Stored entries:
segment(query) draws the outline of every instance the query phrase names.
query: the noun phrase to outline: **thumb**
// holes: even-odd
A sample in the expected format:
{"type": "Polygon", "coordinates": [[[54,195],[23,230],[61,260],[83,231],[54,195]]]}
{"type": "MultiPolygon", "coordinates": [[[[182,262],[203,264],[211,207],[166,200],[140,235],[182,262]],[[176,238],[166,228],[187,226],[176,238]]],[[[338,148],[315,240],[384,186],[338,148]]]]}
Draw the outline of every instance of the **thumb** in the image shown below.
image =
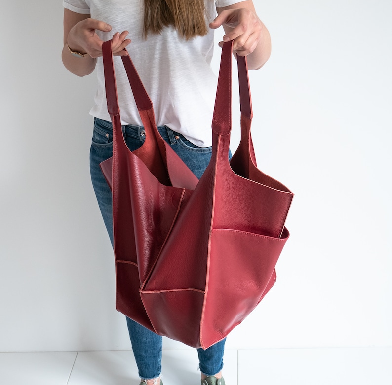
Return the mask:
{"type": "Polygon", "coordinates": [[[216,29],[222,25],[226,20],[226,17],[224,13],[220,13],[211,23],[209,24],[210,28],[216,29]]]}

● PROBLEM TO WORK ON: Copy out every line of the records above word for word, leaving out the pictures.

● THE RESULT:
segment(query) draws the outline of every instance the query phrase names.
query: the noun phrase to outline: **thumb**
// holes: even-odd
A sample in the expected format:
{"type": "Polygon", "coordinates": [[[54,195],[23,230],[61,260],[83,231],[54,195]]]}
{"type": "MultiPolygon", "coordinates": [[[[182,262],[203,264],[211,207],[166,200],[140,235],[182,262]],[[176,238],[166,228],[187,226],[176,238]]],[[[338,148],[315,240],[384,186],[338,148]]]]}
Draw the outline of every instance of the **thumb** in the image shown below.
image =
Return the mask:
{"type": "Polygon", "coordinates": [[[216,29],[222,25],[226,20],[226,17],[224,13],[220,13],[211,23],[209,24],[210,28],[216,29]]]}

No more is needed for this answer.